OBJECTIVE 1:
For each statement below, say yes or no to whether the design patterns list supports it, and quote the exact words from the list that settle it.
(a) Singleton ensures only one instance of an object is created.
(b) Flyweight increases the cost of complex object models.
(c) Bridge decouples an abstraction so two classes can vary independently.
OBJECTIVE 2: Retype everything in the design patterns list from "Bridge – decouples" down to "actions and parameters.", keeping every character unchanged.

PROVIDED TEXT:
## BEGIN

Design Patterns

Creational Pattern

Abstract Factory – allows the creation of objects without specifying their concrete type
Builder – uses to create complex objects
Factory Method – creates objects without specifying the exact class to create
Prototype – creates a new object from an existing object
Singleton – ensures only one instance of an object is created

Structural Pattern

Adapter – allows for two incompatible classes to work together by wrapping an interface around one of the existing classes.
Bridge – decouples an abstraction so two classes can vary independently.
Composite – takes a group of objects into a single object.
Decorator – allows for an object’s behavior to be extended dynamically at run time.
Facade – provides a simple interface to a more complex underlying object.
Flyweight – reduces the cost of complex object models.
Proxy – provides a placeholder interface to an underlying object to control access, reduce cost, or reduce complexity.

Behavioral Pattern

Chain of Responsibility – delegates commands to a chain of processing objects.
Command – creates objects which encapsulate actions and parameters.
Interpreter – implements a specialized language.

## END

INFORMATION SUPPLIED:
## BEGIN

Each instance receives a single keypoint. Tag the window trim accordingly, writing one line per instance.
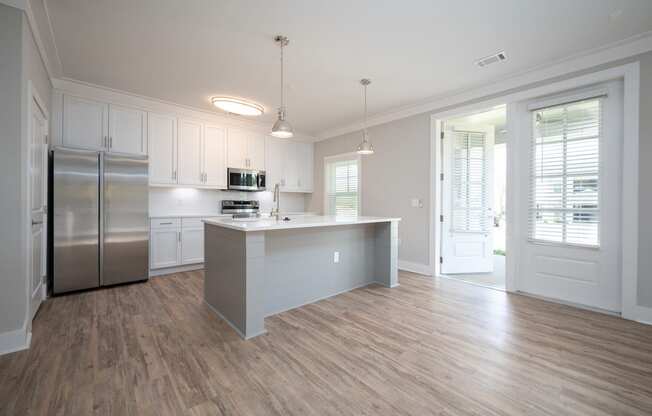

## END

FULL SOLUTION 1:
(a) Yes: "ensures only one instance of an object is created"
(b) No: "reduces the cost of complex object models"
(c) Yes: "decouples an abstraction so two classes can vary independently"

FULL SOLUTION 2:
Bridge – decouples an abstraction so two classes can vary independently.
Composite – takes a group of objects into a single object.
Decorator – allows for an object’s behavior to be extended dynamically at run time.
Facade – provides a simple interface to a more complex underlying object.
Flyweight – reduces the cost of complex object models.
Proxy – provides a placeholder interface to an underlying object to control access, reduce cost, or reduce complexity.

Behavioral Pattern

Chain of Responsibility – delegates commands to a chain of processing objects.
Command – creates objects which encapsulate actions and parameters.